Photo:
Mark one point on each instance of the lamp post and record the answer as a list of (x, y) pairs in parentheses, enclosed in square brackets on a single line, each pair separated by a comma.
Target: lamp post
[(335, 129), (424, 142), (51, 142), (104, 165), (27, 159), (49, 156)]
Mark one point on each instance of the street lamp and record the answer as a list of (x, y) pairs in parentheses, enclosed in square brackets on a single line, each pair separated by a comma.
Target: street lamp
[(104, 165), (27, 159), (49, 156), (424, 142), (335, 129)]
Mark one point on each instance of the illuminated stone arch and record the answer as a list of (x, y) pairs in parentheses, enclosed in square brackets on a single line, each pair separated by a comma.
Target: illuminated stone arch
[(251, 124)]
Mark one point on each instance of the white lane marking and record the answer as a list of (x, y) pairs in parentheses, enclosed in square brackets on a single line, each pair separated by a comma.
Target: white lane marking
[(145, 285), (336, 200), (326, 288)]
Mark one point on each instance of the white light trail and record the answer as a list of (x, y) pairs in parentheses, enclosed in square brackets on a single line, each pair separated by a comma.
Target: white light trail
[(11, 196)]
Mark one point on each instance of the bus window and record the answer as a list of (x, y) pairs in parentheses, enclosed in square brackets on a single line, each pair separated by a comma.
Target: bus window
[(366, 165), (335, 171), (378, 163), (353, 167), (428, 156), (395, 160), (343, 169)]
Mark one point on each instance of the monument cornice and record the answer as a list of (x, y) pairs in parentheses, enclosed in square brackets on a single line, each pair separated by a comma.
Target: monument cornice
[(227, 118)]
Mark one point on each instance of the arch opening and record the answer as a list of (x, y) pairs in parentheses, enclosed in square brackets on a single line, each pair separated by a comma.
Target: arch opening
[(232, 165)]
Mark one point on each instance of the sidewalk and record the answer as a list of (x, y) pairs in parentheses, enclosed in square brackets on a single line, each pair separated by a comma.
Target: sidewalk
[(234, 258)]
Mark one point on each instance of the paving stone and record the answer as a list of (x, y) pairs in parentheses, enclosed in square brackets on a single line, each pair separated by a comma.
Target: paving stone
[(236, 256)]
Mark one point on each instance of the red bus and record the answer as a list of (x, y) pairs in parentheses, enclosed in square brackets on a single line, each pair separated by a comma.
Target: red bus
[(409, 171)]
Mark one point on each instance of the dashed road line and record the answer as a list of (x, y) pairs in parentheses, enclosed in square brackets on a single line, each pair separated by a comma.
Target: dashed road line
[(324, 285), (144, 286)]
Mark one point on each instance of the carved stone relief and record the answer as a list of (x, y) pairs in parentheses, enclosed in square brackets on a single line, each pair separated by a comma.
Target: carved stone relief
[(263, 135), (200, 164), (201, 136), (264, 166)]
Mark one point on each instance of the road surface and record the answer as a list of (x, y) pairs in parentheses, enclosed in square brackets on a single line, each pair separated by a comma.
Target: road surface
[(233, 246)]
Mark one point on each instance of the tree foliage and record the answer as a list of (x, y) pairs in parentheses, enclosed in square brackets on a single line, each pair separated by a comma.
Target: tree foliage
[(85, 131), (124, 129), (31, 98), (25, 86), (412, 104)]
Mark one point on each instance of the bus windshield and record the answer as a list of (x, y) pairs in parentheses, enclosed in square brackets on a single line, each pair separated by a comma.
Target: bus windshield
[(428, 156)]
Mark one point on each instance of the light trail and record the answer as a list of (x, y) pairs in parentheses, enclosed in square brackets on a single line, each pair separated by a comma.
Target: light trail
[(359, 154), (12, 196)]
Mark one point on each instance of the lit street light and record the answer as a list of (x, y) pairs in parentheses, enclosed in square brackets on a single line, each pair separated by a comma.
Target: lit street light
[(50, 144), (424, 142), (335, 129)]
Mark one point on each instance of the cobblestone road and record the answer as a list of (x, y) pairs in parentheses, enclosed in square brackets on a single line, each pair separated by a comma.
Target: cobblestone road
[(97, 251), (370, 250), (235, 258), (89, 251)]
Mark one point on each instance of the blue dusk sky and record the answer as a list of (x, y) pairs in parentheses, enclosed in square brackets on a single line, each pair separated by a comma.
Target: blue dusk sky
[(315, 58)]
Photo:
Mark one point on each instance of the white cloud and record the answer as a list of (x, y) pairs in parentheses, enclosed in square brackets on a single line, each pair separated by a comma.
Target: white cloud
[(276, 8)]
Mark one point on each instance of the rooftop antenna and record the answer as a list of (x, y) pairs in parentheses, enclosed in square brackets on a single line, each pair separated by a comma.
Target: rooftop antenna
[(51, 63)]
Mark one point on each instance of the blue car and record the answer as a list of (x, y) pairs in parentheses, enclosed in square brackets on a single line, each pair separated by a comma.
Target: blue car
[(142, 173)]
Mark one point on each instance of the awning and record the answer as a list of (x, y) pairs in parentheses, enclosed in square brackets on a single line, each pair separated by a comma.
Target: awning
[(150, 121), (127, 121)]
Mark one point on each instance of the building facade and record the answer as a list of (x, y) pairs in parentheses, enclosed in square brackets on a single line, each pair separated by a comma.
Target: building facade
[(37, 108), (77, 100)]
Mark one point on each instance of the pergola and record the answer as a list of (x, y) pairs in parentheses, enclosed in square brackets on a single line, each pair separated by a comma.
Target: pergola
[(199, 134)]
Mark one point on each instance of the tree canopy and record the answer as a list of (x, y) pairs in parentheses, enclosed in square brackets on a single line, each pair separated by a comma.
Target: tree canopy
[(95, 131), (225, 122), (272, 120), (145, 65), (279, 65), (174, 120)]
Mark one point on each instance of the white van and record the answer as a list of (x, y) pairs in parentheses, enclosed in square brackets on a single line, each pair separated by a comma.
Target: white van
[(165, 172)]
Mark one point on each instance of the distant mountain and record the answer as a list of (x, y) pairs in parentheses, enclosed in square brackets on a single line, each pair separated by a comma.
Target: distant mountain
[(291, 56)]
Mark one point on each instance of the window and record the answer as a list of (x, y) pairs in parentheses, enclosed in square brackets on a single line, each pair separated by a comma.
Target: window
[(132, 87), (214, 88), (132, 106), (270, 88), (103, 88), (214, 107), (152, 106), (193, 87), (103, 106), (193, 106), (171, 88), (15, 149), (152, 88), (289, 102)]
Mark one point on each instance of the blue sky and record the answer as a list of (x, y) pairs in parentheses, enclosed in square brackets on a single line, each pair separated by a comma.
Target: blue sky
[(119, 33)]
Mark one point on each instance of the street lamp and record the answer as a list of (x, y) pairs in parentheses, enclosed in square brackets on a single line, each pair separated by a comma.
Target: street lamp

## Work to complete
Your answer should consist of the lines from the line with "Target: sidewalk" to the line with "Mark one point on each instance of the dashed" above, repeated exactly, both ends included.

## Exercise solution
Target: sidewalk
[(234, 258)]
Mark one point on each instance of the paving stone and record the answer as a list of (x, y) pairs in parentheses, enclosed in square brackets on a single line, each pair separated by a comma.
Target: paving stone
[(236, 256)]
Mark one point on each instance of the red bus and record the answer as a list of (x, y) pairs in parentheses, enclosed in square brackets on a single line, each pair separated by a comma.
Target: red bus
[(409, 171)]
Mark one point on each instance of the dashed road line and record the answer as a list of (x, y) pairs in parentheses, enclosed in square brackets on a single line, each pair separated by a comma.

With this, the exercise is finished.